Set task ->
Pictures do not belong in the copy. Return all of the entries exactly.
— Start of Provided data —
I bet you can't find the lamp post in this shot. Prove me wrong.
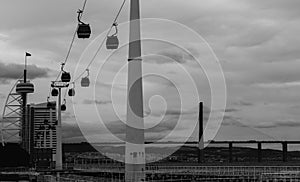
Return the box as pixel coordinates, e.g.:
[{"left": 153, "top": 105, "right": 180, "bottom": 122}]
[{"left": 125, "top": 0, "right": 146, "bottom": 182}]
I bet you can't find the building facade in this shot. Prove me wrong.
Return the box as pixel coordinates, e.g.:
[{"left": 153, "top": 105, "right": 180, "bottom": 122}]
[{"left": 24, "top": 102, "right": 57, "bottom": 168}]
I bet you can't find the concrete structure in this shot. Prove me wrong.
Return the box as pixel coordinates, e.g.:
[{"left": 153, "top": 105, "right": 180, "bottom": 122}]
[
  {"left": 198, "top": 102, "right": 204, "bottom": 163},
  {"left": 25, "top": 102, "right": 57, "bottom": 166}
]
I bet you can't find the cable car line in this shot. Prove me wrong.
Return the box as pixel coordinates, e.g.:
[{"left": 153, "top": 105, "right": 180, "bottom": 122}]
[
  {"left": 48, "top": 0, "right": 87, "bottom": 101},
  {"left": 73, "top": 0, "right": 126, "bottom": 82}
]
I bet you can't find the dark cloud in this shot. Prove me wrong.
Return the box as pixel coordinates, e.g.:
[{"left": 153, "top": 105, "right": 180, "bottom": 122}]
[
  {"left": 143, "top": 47, "right": 199, "bottom": 64},
  {"left": 83, "top": 99, "right": 111, "bottom": 105},
  {"left": 0, "top": 62, "right": 51, "bottom": 83}
]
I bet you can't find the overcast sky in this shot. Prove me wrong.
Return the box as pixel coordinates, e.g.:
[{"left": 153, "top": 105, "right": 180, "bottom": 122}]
[{"left": 0, "top": 0, "right": 300, "bottom": 145}]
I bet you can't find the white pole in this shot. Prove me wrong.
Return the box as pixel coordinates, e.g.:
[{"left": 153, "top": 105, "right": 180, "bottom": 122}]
[
  {"left": 55, "top": 87, "right": 62, "bottom": 170},
  {"left": 125, "top": 0, "right": 146, "bottom": 182}
]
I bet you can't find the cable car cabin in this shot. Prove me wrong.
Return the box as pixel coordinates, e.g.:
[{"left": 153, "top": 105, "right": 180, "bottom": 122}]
[
  {"left": 77, "top": 23, "right": 92, "bottom": 39},
  {"left": 51, "top": 88, "right": 58, "bottom": 97},
  {"left": 68, "top": 88, "right": 75, "bottom": 97},
  {"left": 60, "top": 104, "right": 67, "bottom": 111},
  {"left": 106, "top": 35, "right": 119, "bottom": 49},
  {"left": 81, "top": 77, "right": 90, "bottom": 87},
  {"left": 61, "top": 71, "right": 71, "bottom": 82}
]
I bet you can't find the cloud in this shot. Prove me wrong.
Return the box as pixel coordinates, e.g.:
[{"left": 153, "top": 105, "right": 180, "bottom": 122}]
[
  {"left": 254, "top": 120, "right": 300, "bottom": 128},
  {"left": 255, "top": 82, "right": 300, "bottom": 88},
  {"left": 0, "top": 62, "right": 52, "bottom": 83},
  {"left": 225, "top": 108, "right": 239, "bottom": 113}
]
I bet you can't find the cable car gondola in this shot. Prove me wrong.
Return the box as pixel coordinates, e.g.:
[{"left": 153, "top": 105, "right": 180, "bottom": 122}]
[
  {"left": 68, "top": 82, "right": 75, "bottom": 97},
  {"left": 60, "top": 99, "right": 67, "bottom": 111},
  {"left": 60, "top": 104, "right": 67, "bottom": 111},
  {"left": 106, "top": 22, "right": 119, "bottom": 49},
  {"left": 81, "top": 69, "right": 90, "bottom": 87},
  {"left": 68, "top": 88, "right": 75, "bottom": 97},
  {"left": 77, "top": 10, "right": 92, "bottom": 39},
  {"left": 51, "top": 88, "right": 58, "bottom": 97},
  {"left": 61, "top": 71, "right": 71, "bottom": 82}
]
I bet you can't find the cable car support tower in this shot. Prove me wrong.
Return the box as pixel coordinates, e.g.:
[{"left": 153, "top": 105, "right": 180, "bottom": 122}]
[{"left": 125, "top": 0, "right": 146, "bottom": 182}]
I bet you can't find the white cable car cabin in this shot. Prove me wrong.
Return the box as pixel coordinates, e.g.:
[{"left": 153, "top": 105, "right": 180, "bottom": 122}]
[
  {"left": 81, "top": 77, "right": 90, "bottom": 87},
  {"left": 81, "top": 69, "right": 90, "bottom": 87},
  {"left": 77, "top": 10, "right": 92, "bottom": 39},
  {"left": 61, "top": 71, "right": 71, "bottom": 82},
  {"left": 51, "top": 88, "right": 58, "bottom": 97},
  {"left": 68, "top": 88, "right": 75, "bottom": 97}
]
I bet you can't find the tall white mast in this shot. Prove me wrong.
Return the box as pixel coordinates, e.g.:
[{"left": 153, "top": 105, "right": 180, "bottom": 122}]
[{"left": 125, "top": 0, "right": 145, "bottom": 182}]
— End of Provided data —
Solved problem ->
I bet you can't find the lamp post in this shot. Prove me wrong.
Return the box as pixel coordinates, e.g.:
[{"left": 153, "top": 105, "right": 180, "bottom": 122}]
[{"left": 125, "top": 0, "right": 146, "bottom": 182}]
I bet you can't find the building facade in this shot. Prove me wrong.
Return the box as pixel coordinates, e.g.:
[{"left": 153, "top": 105, "right": 180, "bottom": 122}]
[{"left": 24, "top": 102, "right": 57, "bottom": 168}]
I bet you can't find the concrete structure in this shot. Prove me wrong.
Return the box as pixel coordinates, e.g.:
[{"left": 153, "top": 105, "right": 180, "bottom": 122}]
[
  {"left": 198, "top": 102, "right": 204, "bottom": 163},
  {"left": 25, "top": 102, "right": 57, "bottom": 166}
]
I bet you can't find the cable car line in this shot. Prove me wrong.
Return the box as pixel coordinates, e.g.:
[{"left": 153, "top": 105, "right": 180, "bottom": 122}]
[
  {"left": 48, "top": 0, "right": 87, "bottom": 101},
  {"left": 73, "top": 0, "right": 126, "bottom": 82}
]
I bet you can't find the dark cloud in this shot. Prove me wrong.
Return the box as pixel coordinates, e.g.:
[{"left": 153, "top": 105, "right": 180, "bottom": 122}]
[
  {"left": 143, "top": 47, "right": 199, "bottom": 64},
  {"left": 83, "top": 99, "right": 111, "bottom": 105},
  {"left": 0, "top": 62, "right": 51, "bottom": 83}
]
I bet you can't find the overcast sky in this shot. Prove me wrong.
Return the box as pixel coordinates, e.g.:
[{"left": 153, "top": 105, "right": 180, "bottom": 122}]
[{"left": 0, "top": 0, "right": 300, "bottom": 145}]
I bet you can't find the white pole in this shot. Prove me wrong.
Return the box as pixel coordinates, e.g.:
[{"left": 153, "top": 105, "right": 180, "bottom": 122}]
[
  {"left": 55, "top": 87, "right": 62, "bottom": 170},
  {"left": 125, "top": 0, "right": 146, "bottom": 182}
]
I bet you can't find the cable car cabin in this shot. Prove me wrong.
Return the box as pixel coordinates, e.g.:
[{"left": 153, "top": 105, "right": 180, "bottom": 122}]
[
  {"left": 77, "top": 23, "right": 92, "bottom": 39},
  {"left": 51, "top": 88, "right": 58, "bottom": 97},
  {"left": 68, "top": 88, "right": 75, "bottom": 97},
  {"left": 60, "top": 104, "right": 67, "bottom": 111},
  {"left": 106, "top": 35, "right": 119, "bottom": 49},
  {"left": 81, "top": 77, "right": 90, "bottom": 87},
  {"left": 61, "top": 71, "right": 71, "bottom": 82}
]
I bet you can't find the cloud in this shot. Prove me wrong.
Return the box as pixel coordinates, e.g.:
[{"left": 153, "top": 105, "right": 180, "bottom": 122}]
[
  {"left": 254, "top": 120, "right": 300, "bottom": 128},
  {"left": 255, "top": 82, "right": 300, "bottom": 88},
  {"left": 0, "top": 62, "right": 52, "bottom": 83},
  {"left": 225, "top": 108, "right": 239, "bottom": 113}
]
I bet you can't find the cable car gondola in this shot. Prove me wrong.
Return the box as pixel coordinates, e.g.:
[{"left": 153, "top": 105, "right": 180, "bottom": 122}]
[
  {"left": 68, "top": 82, "right": 75, "bottom": 97},
  {"left": 60, "top": 99, "right": 67, "bottom": 111},
  {"left": 60, "top": 104, "right": 67, "bottom": 111},
  {"left": 106, "top": 22, "right": 119, "bottom": 49},
  {"left": 81, "top": 69, "right": 90, "bottom": 87},
  {"left": 68, "top": 88, "right": 75, "bottom": 97},
  {"left": 77, "top": 10, "right": 92, "bottom": 39},
  {"left": 51, "top": 88, "right": 58, "bottom": 97},
  {"left": 61, "top": 71, "right": 71, "bottom": 82}
]
I bet you can't find the cable car support tower in this shot. Prove me wrong.
Return the box as pixel coordinates, e.g.:
[{"left": 153, "top": 105, "right": 180, "bottom": 122}]
[{"left": 125, "top": 0, "right": 146, "bottom": 182}]
I bet you can't find the white cable car cabin in this shot. Prove me wrong.
Return the box as pixel coordinates, e.g.:
[{"left": 153, "top": 105, "right": 180, "bottom": 122}]
[
  {"left": 81, "top": 77, "right": 90, "bottom": 87},
  {"left": 81, "top": 69, "right": 90, "bottom": 87},
  {"left": 77, "top": 10, "right": 92, "bottom": 39},
  {"left": 61, "top": 71, "right": 71, "bottom": 82},
  {"left": 51, "top": 88, "right": 58, "bottom": 97},
  {"left": 68, "top": 88, "right": 75, "bottom": 97}
]
I bet you can't find the tall white mast in this shot. Prove me wrong.
Return the box as pixel coordinates, e.g.:
[{"left": 153, "top": 105, "right": 180, "bottom": 122}]
[{"left": 125, "top": 0, "right": 145, "bottom": 182}]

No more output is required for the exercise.